Provided passage:
-*-*-
"Git Started" with Git!

Tutorial courtesy of Joseph Hobbs.

This article will teach you how to use Git, a software version control system.

What is Git?

Git is a free and open-source Version Control System (VCS) used to manage software projects.

Section 1: How does Git work?

Git tracks changes made to a working directory over time, enabling multiple people to work together on projects simultaneously. Git captures changes in a series of snapshots called commits. Each commit contains information about changes made to the working directory.

Git chains commits together into a history, containing the work done in the working directory. A working directory and its history are together referred to as a Git repository.

Section 2: How does Git store history?

Git stores history by linking each commit to one or more parent commits. This creates a continuous "chain" of commits, starting at an initial commit.

For an example, consider four commits: A, B, C, and D. Allow A to be the initial (first) commit to the repository. The repository may have a structure like the following.

A <- B <- C <- D

We see here that commit A was made first and has no parent. Commit B was created after commit A and uses commit A as its parent. Similarly, commit C uses commit B as its parent and commit D uses commit C as its parent.

In reality, Git uses SHA-1 hashes to refer to each of its commits. SHA-1 hashes look something like this: bb112b7886eeadf91a4a2e2da230b47717a74b80. That's a mouthful! Fortunately, when using Git, you may refer to a commit using the first seven characters, like this: bb112b7.

Practical Exercise

Let's create a commit in our new repository.

In order to create a commit, you must first make a change.

Create a text file called hello.txt and save to it the string Hello, world!.

Stage all changes to the directory using the following command. You must always stage changes like this before committing.

$ git add .

Now, commit changes to the repository with the message "Create hello.txt".

$ git commit -m "Create hello.txt"

You will see a message similar to this one. The commit hash will be different.

[master eb4db36] Create hello.txt
 1 file changed, 0 insertions(+), 0 deletions(-)
 create mode 100644 hello.txt

Section 3: Creating Branches

We will now learn a critical Git concept... branches.

Most simply, a branch is a pointer to a commit.

Recall our previous example.

A <- B <- C <- D (master)

Every Git repository has at least one branch. This is usually called master or main, though different developers have different preferences as to what their first branch is named. We see in this situation that the master branch points to commit D.
-*-*-
Data extract:
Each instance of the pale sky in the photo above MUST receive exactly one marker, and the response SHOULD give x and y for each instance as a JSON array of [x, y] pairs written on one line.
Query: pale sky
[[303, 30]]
-*-*-
Your instructions:
Carry on the Git tutorial from its last sentence, picking up Section 3 on branches.

Expected answer:
When we create commit E with parent commit D, Git automatically moves the master branch downstream.

A <- B <- C <- D <- E (master)

Let's say you've been making commits to your repository for a while now and it's now time to introduce a new feature. Git users consider it best practice to do this work on a separate branch and then merge your changes in later. This allows you to work out any bugs in your new feature before releasing it with the rest of the software. This is accomplished using Git's branching procedures.

Before we get our hands dirty, let's look at an example.

Suppose we want to add a feature called foo to our code. Implementing foo will likely introduce a large number of bugs, and we want to work out all of these bugs before introducing the feature to the master branch. We will do so by creating a new branch called foo.

A <- B <- C <- D <- E (master, foo)

We see that we've not actually changed our repository structure... we've only added a second pointer to commit E. However, let's see what happens when we create commit F on branch foo.

                      --- F (foo)
                     /
A <- B <- C <- D <- E (master)

We now have two concurrent branches, and we can make changes to the repository on branch foo without having to worry about changing our functional code present on master.

Let's create three more commits on foo.

                      --- F <- G <- H <- I (foo)
                     /
A <- B <- C <- D <- E (master)

We've added commits G, H, and I. These three commits allowed us to fully implement the feature foo without any disruptions to the master branch.

Practical Exercise

Let's create a new branch called foo.

$ git branch foo

Now, we will checkout to this new branch. When using Git, the process of checking out involves "moving" to a given commit, modifying the files in the working directory to match the state of that commit. Because foo doesn't have any changes to it yet, checking out to foo won't change our code. However, we still need to check out in order to ensure that all future changes are made to foo and not to master.

$ git checkout foo

We are now checked out to foo and can modify, stage, and commit code as usual.

After fixing the bug, we stage all changes, like so.

$ git add .

We then commit changes to the repository on the foo branch.

$ git commit -m "Fixed the bug"

Section 4: Checking Out

Very often, when using Git, we want to change where we are in the revision history. Let's look at an example.

A <- B <- C <- D (master)

Right now, we are looking at (checked out to) the master branch, which is currently pointing to commit D. The commit we are checked out to is referred to as HEAD. Because we are currently checked out to a branch, we have an attached HEAD.

A <- B <- C <- D (master <- HEAD)

Let's detach HEAD by checking out to commit B. Notice that, even though B is contained within the master branch, we will not be checked out to the master branch because master points at commit D.

$ git checkout B

Recall that B will be replaced with a commit hash. Without modifying commit D, this will change the files in our working directory to reflect commit B.

A <- B (HEAD) <- C <- D (master)

Again, this is referred to as a detached HEAD. We can easily reattach HEAD by checkout out to any branch (for example, master). If we create commit E in this state, the following will occur.

       --- E (HEAD)
      /
A <- B <- C <- D (master)

Notice that we have branched our commit history, but we haven't actually created another branch because we haven't created a branch pointer. If we wanted to create another branch here named bar and point it at commit E, we could easily do so using the following command.

$ git branch bar

This would have the following effect.

       --- E (bar <- HEAD)
      /
A <- B <- C <- D (master)

As a quick note, it is possible to be checked out directly to commit D and still have a detached head, like so.

       --- E (bar)
      /
A <- B <- C <- D (master, HEAD)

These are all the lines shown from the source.